**Exercise prompt**
Set down the passage on pay-as-you-go pricing word for word from "Why PAYG isn’t" to "measure or control.".

**Page excerpt**

--

Why PAYG isn’t a silver bullet

For SaaS businesses looking to capture more of the value they create, experimentation with payment models makes sense. But usage-based models aren’t a silver bullet, and won’t work for every business in every industry. And there are a few reasons for that.

For one thing, virality isn’t guaranteed. In actual fact, it’s a bit of a myth: Slack is really the only company that’s actually achieved it, possibly because of the network effects of having everyone across a business using it. Landing small means there is a big opportunity to expand, but it’s hard to get visibility on, as well as measure or control.

Usage models can create tension at the other end of the spectrum, too. Beyond a certain point, pay-as-you-go can become prohibitively expensive, especially in industries with extremely high workloads. Products which win loyalty by enabling cheap, easy access can actually end up so costly that they’re all-but-unusable. We’re already seeing this happen: data warehousing platforms are being challenged by new players who innovate on pricing, because it’s becoming prohibitively expensive for customers to run on consumption-based models.

--

**Supplied records**
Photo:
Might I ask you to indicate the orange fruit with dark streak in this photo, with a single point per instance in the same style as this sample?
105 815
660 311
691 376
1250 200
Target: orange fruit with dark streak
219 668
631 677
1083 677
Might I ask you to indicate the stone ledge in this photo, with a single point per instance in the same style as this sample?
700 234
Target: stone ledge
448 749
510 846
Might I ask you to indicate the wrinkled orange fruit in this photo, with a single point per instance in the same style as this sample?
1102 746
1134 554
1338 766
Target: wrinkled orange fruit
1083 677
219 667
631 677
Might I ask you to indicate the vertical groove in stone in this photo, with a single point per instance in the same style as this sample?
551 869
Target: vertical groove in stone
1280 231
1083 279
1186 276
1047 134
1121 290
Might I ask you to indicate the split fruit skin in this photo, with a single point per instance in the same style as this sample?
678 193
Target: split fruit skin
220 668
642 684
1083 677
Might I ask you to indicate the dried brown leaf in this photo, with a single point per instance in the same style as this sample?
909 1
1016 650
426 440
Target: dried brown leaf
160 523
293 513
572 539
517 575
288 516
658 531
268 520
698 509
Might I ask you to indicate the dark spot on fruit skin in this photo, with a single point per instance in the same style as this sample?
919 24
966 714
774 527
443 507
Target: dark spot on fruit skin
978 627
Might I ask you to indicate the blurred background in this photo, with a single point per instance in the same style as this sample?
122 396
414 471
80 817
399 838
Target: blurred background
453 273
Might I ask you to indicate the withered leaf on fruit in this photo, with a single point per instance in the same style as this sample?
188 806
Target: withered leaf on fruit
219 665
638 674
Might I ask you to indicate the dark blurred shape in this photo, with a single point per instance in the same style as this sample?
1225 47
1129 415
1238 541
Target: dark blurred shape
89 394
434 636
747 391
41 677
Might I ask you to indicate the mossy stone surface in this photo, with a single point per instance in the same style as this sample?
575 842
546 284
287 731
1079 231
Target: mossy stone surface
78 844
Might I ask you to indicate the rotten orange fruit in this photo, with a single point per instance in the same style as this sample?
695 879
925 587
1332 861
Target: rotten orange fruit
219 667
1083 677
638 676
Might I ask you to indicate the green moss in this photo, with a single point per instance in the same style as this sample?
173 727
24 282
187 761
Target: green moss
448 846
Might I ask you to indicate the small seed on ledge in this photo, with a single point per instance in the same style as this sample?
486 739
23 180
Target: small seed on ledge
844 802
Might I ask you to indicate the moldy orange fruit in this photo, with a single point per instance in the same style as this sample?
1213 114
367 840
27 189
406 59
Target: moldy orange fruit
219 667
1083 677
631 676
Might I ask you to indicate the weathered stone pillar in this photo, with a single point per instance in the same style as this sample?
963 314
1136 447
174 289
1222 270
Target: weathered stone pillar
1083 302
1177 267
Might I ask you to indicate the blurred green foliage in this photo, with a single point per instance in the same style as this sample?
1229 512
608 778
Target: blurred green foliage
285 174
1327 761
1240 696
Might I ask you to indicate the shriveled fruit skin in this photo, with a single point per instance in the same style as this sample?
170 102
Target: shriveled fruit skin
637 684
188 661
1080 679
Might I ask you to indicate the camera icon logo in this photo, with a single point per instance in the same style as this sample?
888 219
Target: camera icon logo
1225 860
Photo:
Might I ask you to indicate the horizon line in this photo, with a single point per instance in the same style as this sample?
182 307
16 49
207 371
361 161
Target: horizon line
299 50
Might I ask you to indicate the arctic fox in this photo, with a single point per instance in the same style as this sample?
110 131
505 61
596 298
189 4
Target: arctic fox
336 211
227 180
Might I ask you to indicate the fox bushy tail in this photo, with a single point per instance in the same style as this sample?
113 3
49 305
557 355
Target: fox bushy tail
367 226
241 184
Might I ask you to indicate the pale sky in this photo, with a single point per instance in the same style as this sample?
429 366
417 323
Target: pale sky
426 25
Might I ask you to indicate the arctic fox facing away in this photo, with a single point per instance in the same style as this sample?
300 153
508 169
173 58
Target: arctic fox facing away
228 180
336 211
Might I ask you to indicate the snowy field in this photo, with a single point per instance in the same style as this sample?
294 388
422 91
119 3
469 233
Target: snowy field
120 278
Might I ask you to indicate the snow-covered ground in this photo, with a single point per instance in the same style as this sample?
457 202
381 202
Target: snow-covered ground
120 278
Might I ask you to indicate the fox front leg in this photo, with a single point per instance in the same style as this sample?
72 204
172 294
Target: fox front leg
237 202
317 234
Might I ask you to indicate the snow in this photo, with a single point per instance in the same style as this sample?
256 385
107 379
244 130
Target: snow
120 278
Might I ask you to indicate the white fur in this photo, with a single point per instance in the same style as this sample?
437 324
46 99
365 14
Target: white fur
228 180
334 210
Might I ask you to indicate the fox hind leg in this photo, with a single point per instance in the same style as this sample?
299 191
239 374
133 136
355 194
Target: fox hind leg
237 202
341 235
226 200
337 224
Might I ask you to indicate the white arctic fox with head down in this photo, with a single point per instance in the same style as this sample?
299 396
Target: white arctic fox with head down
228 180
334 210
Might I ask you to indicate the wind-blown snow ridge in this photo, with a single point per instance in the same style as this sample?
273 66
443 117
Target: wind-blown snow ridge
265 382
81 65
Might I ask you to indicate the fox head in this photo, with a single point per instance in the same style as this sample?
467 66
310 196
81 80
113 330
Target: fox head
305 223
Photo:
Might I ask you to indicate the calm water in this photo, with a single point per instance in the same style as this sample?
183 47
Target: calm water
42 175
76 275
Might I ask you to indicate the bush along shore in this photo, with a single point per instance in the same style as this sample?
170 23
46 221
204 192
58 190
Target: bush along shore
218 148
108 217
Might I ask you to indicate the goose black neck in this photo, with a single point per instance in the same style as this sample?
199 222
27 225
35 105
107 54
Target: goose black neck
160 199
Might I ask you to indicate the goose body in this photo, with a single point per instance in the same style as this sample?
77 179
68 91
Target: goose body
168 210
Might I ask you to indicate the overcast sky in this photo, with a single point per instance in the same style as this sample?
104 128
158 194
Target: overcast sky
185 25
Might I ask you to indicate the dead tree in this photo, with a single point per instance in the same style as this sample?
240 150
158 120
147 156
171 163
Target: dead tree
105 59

--

**Written response**
Why PAYG isn’t a silver bullet

For SaaS businesses looking to capture more of the value they create, experimentation with payment models makes sense. But usage-based models aren’t a silver bullet, and won’t work for every business in every industry. And there are a few reasons for that.

For one thing, virality isn’t guaranteed. In actual fact, it’s a bit of a myth: Slack is really the only company that’s actually achieved it, possibly because of the network effects of having everyone across a business using it. Landing small means there is a big opportunity to expand, but it’s hard to get visibility on, as well as measure or control.